### WHAT YOU ARE ASKED TO DO
Please pull every line from the listing below and reproduce each one unchanged.

### TASK MATERIAL
■ ■ ■ ■

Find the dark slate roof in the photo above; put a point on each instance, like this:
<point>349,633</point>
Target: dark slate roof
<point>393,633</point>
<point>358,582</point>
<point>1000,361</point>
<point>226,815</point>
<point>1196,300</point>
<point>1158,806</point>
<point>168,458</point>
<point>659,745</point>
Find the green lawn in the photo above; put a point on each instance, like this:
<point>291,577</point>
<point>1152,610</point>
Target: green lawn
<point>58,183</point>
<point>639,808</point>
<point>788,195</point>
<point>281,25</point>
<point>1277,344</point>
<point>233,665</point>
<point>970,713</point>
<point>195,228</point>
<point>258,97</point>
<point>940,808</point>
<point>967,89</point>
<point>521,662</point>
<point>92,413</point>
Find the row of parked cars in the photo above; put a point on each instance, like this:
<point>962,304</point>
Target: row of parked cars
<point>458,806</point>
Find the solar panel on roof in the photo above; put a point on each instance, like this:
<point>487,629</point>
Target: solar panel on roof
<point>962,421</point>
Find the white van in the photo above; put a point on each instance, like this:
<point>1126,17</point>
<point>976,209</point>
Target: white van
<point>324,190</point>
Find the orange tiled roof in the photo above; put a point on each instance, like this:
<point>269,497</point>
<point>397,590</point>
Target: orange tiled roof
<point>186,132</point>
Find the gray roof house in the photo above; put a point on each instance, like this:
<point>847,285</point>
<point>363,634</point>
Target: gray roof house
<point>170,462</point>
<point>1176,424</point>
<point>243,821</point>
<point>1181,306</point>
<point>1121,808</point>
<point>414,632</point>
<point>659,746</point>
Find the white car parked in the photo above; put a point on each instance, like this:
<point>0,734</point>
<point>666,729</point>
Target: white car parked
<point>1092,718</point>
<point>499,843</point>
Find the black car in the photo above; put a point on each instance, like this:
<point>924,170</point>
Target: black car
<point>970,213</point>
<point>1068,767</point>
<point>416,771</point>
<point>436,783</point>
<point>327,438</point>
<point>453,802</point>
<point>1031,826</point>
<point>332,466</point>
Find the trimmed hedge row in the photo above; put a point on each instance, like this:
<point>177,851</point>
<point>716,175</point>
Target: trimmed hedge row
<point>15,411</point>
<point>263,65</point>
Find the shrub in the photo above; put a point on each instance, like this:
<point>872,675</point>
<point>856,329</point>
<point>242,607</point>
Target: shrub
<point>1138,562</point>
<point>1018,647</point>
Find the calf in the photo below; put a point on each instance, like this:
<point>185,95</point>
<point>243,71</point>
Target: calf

■ ■ ■ ■

### EXERCISE OUTPUT
Find the dark slate roof in the photo above; put a point on each instance, like this:
<point>349,633</point>
Target: dark slate roof
<point>393,633</point>
<point>358,582</point>
<point>1000,361</point>
<point>226,815</point>
<point>1196,300</point>
<point>1158,806</point>
<point>168,458</point>
<point>659,745</point>
Find the green lawn in the photo above; put a point on each instance, like this:
<point>291,577</point>
<point>1152,610</point>
Target: green lawn
<point>58,183</point>
<point>639,808</point>
<point>788,195</point>
<point>281,25</point>
<point>1277,344</point>
<point>233,665</point>
<point>970,713</point>
<point>195,228</point>
<point>258,97</point>
<point>940,808</point>
<point>967,89</point>
<point>521,662</point>
<point>92,413</point>
Find the row of parked cars in the photo above; put a point on each instance, like this:
<point>962,304</point>
Target: row of parked cars
<point>458,806</point>
Find the solar panel on roof in the photo above; put a point on each instance, like this:
<point>487,629</point>
Target: solar panel on roof
<point>962,421</point>
Find the white van in the photo above; put a point on each instance, like this:
<point>1126,17</point>
<point>976,209</point>
Target: white van
<point>324,190</point>
Find the orange tiled roof in the photo above; put a point on each instance, like this:
<point>269,497</point>
<point>397,590</point>
Target: orange tiled roof
<point>186,132</point>
Find the gray roof house in the photo above; put a point on each instance, like this:
<point>847,285</point>
<point>363,634</point>
Target: gray roof house
<point>170,462</point>
<point>1176,424</point>
<point>243,821</point>
<point>1181,306</point>
<point>1121,808</point>
<point>414,632</point>
<point>659,746</point>
Find the white car parked in the photo above; put a point on each instance, like this:
<point>0,734</point>
<point>666,729</point>
Target: white car parked
<point>1092,718</point>
<point>499,843</point>
Find the black car in the photo above; put a point on each instance, like this:
<point>924,170</point>
Target: black car
<point>970,213</point>
<point>1068,767</point>
<point>416,771</point>
<point>436,783</point>
<point>327,438</point>
<point>453,802</point>
<point>1031,826</point>
<point>332,466</point>
Find the trimmed hedge row in the photo above; put a point on each instance, like this:
<point>177,851</point>
<point>716,175</point>
Target: trimmed hedge row
<point>15,411</point>
<point>263,65</point>
Find the shrub in the photo above; put a point on each instance, like this:
<point>872,675</point>
<point>856,329</point>
<point>242,607</point>
Target: shrub
<point>1138,562</point>
<point>1018,647</point>
Find the calf in the photo below; put a point on each instance, like this:
<point>185,95</point>
<point>243,71</point>
Target: calf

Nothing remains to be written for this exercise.